─── TEXTE FOURNI

Toutefois, nous sommes extrêmement reconnaissants à Grandjean, qui, bien qu’il ne nous donne qu’un petit aperçu de la Chine, a su mettre le sang du lecteur en ébullition, rythmé de sanglots et de drames, comme celui de la perte de son meilleur ami d’enfance, ou lorsqu’il s’est brisé la clavicule, signe d’une douleur, d’une passion au-delà de la souffrance et des incidents de parcours. Nous lui sommes extrêmement reconnaissants aussi pour les chaleureux tableaux, pleins de touches de gaieté et de joie, qu’il a peints : lorsqu’il a fait les éloges de la beauté de l’île de Hainan, à laquelle j’ai consacré un recueil de poésie allemand-chinois, lorsqu’il décrit les aurores boréales de Mohe, les belles sculptures de glace de Harbin du Heilongjiang, la ville natale de Bruce Lee à Foshan, que j’associe malheureusement à la quarantaine pendant la période du Covid, Hangzhou et son célèbre lac de l’Ouest, Lac Xihu, Kunming et son marathon, qui a lieu chaque année et d’où l’on peut visiter Dali, Lijiang ou Shangri-La, ou Fuding du Fujian, où l’on cueille les bourgeons des feuilles de thé pour fabriquer du thé blanc, le refuge de l’Armée rouge à Yan’an en compagnie de l’idéaliste convaincu Edgar Snow, Qingdao, où Tsingtao, bière coule en flots, Shenzhen, où la modernité et l’innovation célèbrent ses triomphes, le lac Chagan, où l’on peut pêcher des tonnes de poisson, même dans des glaces éternelles, là où les fenêtres d’opportunités sont calculées au plus juste.
Mais il a également mis en lumière certaines personnes qui ont tout consacré à leur passion. Il y a le photographe qui a parcouru plus de 180 000 kilomètres à travers le vaste pays pour prendre des photos de famille; ou Iman Mehmet, l’un des plus grands écologistes de Chine, qui, en concertation avec le gouvernement local, a décidé de verdir 80 000 hectares dans le lointain Xinjiang afin de fertiliser le désert.
Du point de vue marocain, les moments les plus mémorables sont certainement l’amitié avec l’ambassadeur M. Aziz Mekouar, l’un des meilleurs diplomates que le Maroc n’ait jamais eus. M. Aziz Mekouar. C’est également lui qui a organisé le transport de masques de protection et de matériel médical en concertation avec les autorités marocaines compétentes et l’ambassade de Chine à Rabat, et cela sous les Hautes Instructions de Sa Majesté Mohammed VI. Ce souvenir de solidarité, cet élan fraternel restera à jamais gravé dans la conscience collective de tous les Marocains, et rappellera à jamais aux deux peuples que la coopération, le respect et le soutien mutuels sont les clés du succès pour un monde pacifique et harmonieux.

Grandjean a certainement été infecté par le virus du voyage à un âge assez précoce, celui de 13 ans déjà, mais dans le cas de la Chine, c’est un torrent puissant, comme le pays d’ailleurs, qui emporte tout, porte avec lui désir et lumière, créant ainsi transe et moments de joie et de plaisir, un courant puissant qui relie la Chine au reste du monde. «Empire du Milieu», honneurs mérités !
Par Mourad Alami
Ecrivain, poète, essayiste et universitaire. (Allemagne, Maroc et Chine-Anhui, Chongqing et Hainan : 6 ans). 4 ouvrages relatifs à la Chine.

──────
─── DONNÉES À EXAMINER

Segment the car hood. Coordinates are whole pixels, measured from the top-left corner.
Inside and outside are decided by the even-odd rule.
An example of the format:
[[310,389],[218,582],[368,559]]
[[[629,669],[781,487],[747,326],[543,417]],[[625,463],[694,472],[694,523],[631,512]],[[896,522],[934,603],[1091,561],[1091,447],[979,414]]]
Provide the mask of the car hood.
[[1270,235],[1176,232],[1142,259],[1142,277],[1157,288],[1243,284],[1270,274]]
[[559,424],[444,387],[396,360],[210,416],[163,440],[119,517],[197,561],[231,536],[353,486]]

──────

**VOTRE OBJECTIF:**
Renvoyez mot pour mot le passage du texte fourni qui commence à « Grandjean a certainement » et se termine à « à la Chine. ». Les items ci-dessus forment un matériau indépendant du texte fourni.

**RÉPONSE CI-DESSOUS:**
Grandjean a certainement été infecté par le virus du voyage à un âge assez précoce, celui de 13 ans déjà, mais dans le cas de la Chine, c’est un torrent puissant, comme le pays d’ailleurs, qui emporte tout, porte avec lui désir et lumière, créant ainsi transe et moments de joie et de plaisir, un courant puissant qui relie la Chine au reste du monde. «Empire du Milieu», honneurs mérités !
Par Mourad Alami
Ecrivain, poète, essayiste et universitaire. (Allemagne, Maroc et Chine-Anhui, Chongqing et Hainan : 6 ans). 4 ouvrages relatifs à la Chine.